Data entries:
┌────────

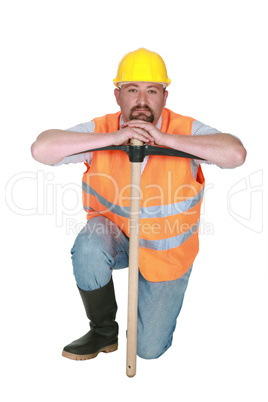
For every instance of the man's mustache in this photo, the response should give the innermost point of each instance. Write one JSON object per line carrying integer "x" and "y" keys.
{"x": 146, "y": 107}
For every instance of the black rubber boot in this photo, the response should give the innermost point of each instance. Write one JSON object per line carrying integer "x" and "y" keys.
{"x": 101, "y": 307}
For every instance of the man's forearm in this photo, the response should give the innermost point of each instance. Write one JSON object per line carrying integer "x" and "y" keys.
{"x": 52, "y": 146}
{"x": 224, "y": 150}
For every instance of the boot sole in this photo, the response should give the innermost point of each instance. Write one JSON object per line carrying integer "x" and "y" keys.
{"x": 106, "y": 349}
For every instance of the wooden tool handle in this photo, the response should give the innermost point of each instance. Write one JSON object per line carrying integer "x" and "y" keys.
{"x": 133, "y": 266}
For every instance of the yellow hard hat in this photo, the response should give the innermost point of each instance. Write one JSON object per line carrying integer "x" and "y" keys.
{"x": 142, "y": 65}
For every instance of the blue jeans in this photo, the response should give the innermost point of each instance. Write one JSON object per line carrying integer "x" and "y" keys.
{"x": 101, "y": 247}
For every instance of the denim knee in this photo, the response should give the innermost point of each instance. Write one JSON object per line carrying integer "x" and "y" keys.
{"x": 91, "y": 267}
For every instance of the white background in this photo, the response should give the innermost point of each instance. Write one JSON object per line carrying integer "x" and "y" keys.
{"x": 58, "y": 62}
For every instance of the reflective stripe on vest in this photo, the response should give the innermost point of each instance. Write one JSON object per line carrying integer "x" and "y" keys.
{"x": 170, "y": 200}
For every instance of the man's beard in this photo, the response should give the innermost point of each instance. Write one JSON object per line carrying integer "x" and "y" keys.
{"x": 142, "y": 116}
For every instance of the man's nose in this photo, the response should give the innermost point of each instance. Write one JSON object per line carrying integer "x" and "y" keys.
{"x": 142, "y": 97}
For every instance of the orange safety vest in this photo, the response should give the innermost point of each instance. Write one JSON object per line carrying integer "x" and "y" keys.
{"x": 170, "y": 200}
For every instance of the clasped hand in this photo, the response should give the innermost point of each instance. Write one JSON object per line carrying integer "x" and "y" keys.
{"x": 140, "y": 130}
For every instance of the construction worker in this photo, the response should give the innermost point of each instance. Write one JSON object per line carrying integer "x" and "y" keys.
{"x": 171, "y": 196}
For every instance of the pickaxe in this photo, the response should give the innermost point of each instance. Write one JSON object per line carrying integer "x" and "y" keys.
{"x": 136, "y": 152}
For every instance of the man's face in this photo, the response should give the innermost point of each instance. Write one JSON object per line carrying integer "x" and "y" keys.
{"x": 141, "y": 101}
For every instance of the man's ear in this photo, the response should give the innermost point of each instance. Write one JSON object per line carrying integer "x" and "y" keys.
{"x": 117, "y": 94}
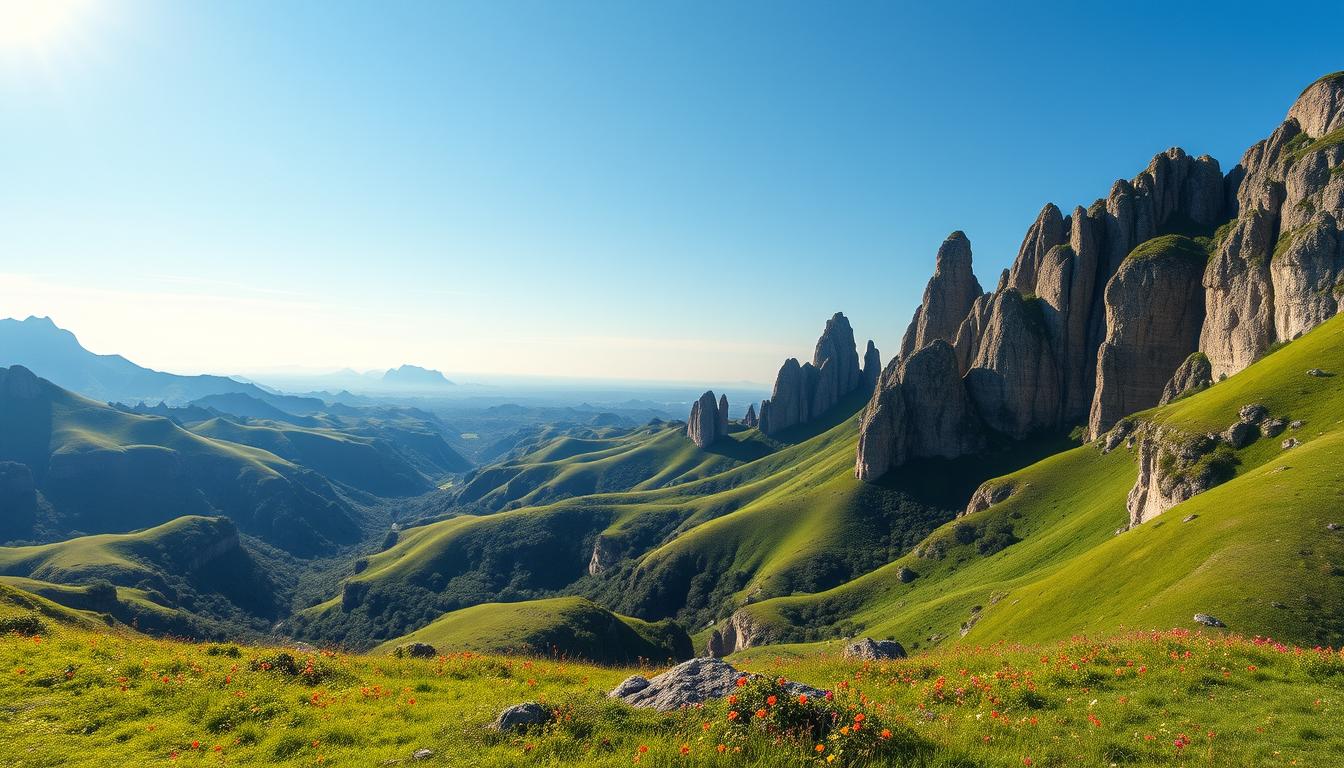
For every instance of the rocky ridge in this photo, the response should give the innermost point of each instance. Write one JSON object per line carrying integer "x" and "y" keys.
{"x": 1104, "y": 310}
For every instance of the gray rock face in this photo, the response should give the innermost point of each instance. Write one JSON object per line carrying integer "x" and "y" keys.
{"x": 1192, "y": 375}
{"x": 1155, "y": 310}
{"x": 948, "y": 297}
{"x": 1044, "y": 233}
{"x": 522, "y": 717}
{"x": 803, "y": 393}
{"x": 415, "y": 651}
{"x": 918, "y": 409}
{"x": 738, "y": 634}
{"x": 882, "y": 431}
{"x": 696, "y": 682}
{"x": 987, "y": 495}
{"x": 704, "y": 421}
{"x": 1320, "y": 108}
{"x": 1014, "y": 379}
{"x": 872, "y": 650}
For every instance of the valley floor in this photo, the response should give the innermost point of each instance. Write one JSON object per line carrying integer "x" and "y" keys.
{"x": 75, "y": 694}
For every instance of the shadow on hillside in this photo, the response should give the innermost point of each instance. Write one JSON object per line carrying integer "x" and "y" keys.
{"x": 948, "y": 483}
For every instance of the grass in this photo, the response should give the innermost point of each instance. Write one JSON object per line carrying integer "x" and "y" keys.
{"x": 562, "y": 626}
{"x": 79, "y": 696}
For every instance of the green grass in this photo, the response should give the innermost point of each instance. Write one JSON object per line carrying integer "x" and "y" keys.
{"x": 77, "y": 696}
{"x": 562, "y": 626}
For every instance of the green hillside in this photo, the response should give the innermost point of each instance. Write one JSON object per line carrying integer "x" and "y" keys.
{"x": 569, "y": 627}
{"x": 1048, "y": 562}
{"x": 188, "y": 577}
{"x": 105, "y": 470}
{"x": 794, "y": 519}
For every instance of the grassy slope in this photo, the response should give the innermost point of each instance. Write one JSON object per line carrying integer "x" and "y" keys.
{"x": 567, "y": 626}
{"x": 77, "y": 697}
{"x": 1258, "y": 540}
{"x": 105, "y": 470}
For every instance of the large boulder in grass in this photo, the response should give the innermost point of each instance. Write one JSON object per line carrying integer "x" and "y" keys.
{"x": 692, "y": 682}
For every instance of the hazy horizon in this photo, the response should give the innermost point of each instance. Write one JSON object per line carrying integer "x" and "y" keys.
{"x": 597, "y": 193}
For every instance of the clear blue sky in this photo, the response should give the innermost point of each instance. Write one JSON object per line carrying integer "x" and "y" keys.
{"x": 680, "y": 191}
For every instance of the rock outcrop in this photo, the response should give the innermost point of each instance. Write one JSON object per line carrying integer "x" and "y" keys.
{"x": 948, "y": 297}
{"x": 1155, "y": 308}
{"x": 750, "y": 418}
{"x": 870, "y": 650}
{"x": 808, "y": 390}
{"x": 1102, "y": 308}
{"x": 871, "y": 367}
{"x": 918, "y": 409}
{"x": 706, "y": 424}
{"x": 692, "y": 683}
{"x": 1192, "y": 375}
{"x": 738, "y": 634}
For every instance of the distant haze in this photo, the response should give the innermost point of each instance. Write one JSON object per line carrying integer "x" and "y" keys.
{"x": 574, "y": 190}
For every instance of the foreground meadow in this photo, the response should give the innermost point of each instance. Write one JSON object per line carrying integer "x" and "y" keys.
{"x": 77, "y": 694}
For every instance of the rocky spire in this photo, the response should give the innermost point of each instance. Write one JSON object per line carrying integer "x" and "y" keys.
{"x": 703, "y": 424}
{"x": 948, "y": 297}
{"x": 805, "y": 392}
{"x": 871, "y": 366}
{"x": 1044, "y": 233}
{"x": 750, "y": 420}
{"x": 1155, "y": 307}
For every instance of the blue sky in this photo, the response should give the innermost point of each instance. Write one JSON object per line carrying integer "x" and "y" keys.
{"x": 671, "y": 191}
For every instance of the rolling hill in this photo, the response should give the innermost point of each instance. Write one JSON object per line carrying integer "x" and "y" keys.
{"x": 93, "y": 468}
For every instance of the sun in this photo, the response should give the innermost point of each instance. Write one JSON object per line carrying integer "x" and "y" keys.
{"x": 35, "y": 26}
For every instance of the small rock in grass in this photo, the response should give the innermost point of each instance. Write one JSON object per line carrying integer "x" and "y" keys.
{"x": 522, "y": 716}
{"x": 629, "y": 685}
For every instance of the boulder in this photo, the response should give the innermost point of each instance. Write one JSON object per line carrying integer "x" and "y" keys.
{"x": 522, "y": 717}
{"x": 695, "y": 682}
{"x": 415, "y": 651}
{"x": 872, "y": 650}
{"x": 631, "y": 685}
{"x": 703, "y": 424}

└────────
┌────────

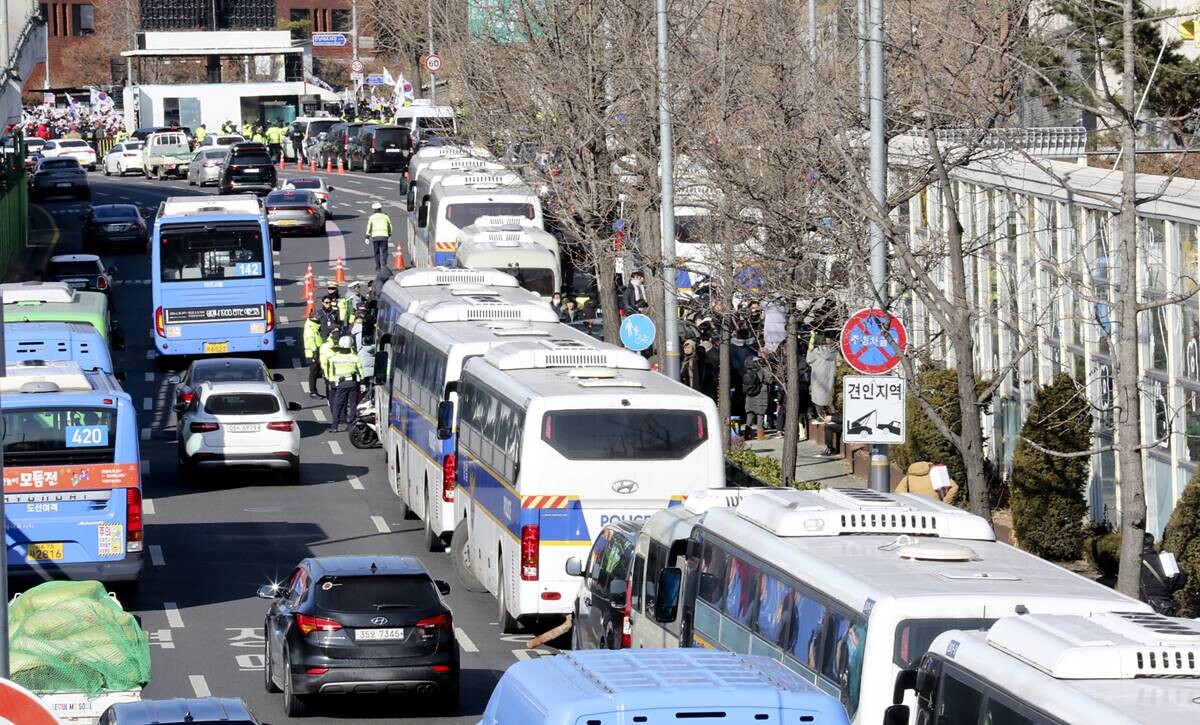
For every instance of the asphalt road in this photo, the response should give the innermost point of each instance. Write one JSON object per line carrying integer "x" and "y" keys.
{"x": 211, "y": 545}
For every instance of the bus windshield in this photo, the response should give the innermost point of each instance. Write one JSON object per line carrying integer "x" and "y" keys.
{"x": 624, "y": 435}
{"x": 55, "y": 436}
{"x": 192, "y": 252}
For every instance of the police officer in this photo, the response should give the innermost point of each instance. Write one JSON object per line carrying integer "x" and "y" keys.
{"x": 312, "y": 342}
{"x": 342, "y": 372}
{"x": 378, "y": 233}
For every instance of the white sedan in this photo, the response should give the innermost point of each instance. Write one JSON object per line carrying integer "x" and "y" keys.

└────────

DESCRIPTION OF THE TASK:
Among the entries above, the lines between the ones containing "For every instance of the police" and "For every instance of the white sedan", inclusive, are to be transcribed exactly. No other line is to be given.

RESULT FOR THIS EXERCISE:
For every instance of the police officer in this photo, the response should give the innermost point of each instance. Write one JSON object per line carrying integer "x" and "y" keys.
{"x": 312, "y": 342}
{"x": 342, "y": 372}
{"x": 378, "y": 233}
For every instance of the white sedan in this photo, the response should give the innermost point of each instance. Write one JSON object per line carrying integer "x" and "y" keys.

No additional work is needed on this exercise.